* _RECORDS PROVIDED_
────────
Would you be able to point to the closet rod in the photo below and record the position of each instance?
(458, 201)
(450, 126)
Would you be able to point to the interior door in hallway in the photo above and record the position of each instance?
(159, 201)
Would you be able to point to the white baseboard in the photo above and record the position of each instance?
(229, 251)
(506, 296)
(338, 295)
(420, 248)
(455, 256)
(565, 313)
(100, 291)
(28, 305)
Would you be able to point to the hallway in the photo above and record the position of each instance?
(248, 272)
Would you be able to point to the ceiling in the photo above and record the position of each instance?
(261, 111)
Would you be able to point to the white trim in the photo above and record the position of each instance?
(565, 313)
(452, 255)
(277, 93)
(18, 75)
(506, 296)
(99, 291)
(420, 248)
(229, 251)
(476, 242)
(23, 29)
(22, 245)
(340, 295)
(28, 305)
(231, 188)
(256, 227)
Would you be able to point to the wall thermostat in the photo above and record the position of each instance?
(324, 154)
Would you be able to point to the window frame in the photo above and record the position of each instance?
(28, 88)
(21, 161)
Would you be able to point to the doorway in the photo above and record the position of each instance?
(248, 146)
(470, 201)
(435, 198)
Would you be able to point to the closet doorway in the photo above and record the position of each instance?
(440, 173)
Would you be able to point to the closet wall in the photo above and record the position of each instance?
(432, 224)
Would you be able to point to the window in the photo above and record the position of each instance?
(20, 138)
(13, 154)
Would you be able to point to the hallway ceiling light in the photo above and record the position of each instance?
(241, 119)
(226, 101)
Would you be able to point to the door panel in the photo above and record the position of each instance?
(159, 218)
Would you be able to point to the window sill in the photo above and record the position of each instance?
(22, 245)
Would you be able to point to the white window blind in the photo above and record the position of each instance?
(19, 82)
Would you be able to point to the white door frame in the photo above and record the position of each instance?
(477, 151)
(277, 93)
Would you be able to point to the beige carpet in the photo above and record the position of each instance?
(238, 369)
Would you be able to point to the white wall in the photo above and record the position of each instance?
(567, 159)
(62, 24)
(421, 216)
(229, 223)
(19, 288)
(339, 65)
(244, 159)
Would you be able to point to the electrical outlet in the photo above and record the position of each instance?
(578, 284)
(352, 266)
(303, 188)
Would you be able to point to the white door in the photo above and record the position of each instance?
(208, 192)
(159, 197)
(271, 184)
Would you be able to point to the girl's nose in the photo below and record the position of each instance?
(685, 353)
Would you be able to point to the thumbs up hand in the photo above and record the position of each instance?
────────
Reproduce the complete data exactly as presented above.

Would you be able to point to the closet rod in the photo below and record the position of each instance?
(458, 201)
(450, 126)
Would you be able to point to the interior door in hallway in the photo above and record the position of each instance?
(159, 201)
Would you be able to point to the white baseboard in the photo above and record the position of each instance?
(229, 251)
(506, 296)
(338, 295)
(420, 248)
(455, 256)
(565, 313)
(100, 291)
(28, 305)
Would you be able to point to the hallway in the photo above and record the position of each instance?
(248, 272)
Would you be able to point to the ceiling in the photo above and record the position of each instance?
(261, 111)
Would you be able to point to the white trim in the photo above and record the position of each instance?
(565, 313)
(452, 255)
(277, 93)
(18, 75)
(506, 296)
(99, 291)
(420, 248)
(229, 251)
(476, 242)
(23, 29)
(22, 245)
(340, 295)
(28, 305)
(231, 188)
(256, 227)
Would you be able to point to the wall thermostat in the photo above and record the position of each instance?
(324, 154)
Would you be able to point to the window frame in the photo above and record the position of each instance?
(28, 88)
(21, 161)
Would you be able to point to the doorway in the photo above and record the position of each instance?
(248, 146)
(470, 201)
(435, 198)
Would you be able to point to the closet doorway in the photo above and record the position of each instance?
(440, 173)
Would you be able to point to the closet wall in the photo above and record the position of each instance?
(432, 224)
Would you be able to point to the window in the photo above and record the position of each instance?
(20, 138)
(13, 154)
Would you be able to point to the hallway ceiling light in the photo above and record the position of each instance?
(241, 119)
(226, 101)
Would you be able to point to the door panel in the photo above and record the position of each instance?
(159, 218)
Would you be able to point to the window sill in the photo above and record the position of each instance?
(22, 245)
Would you be able to point to the white window blind in the photo above and record the position of each instance?
(19, 82)
Would you be able to point to the white door frame in the photo above and record the position of each instance?
(477, 151)
(277, 93)
Would you be able to point to the beige carpet in the photo above and record the position of each instance?
(238, 369)
Would you be able to point to the white wall in the photo above and record the position of each instance?
(567, 159)
(62, 24)
(421, 216)
(229, 223)
(19, 288)
(339, 65)
(244, 159)
Would you be able to point to the electrical outlet in the photo above and record the position of each instance?
(578, 284)
(352, 266)
(303, 188)
Would you be able to point to the white door in the photo above and record the position of each instance?
(208, 192)
(159, 197)
(271, 184)
Would you be able to point to the girl's nose in the photo below and record the position of each instance?
(685, 353)
Would you be able to point to the thumbs up hand in the photo above and record the position of each instance?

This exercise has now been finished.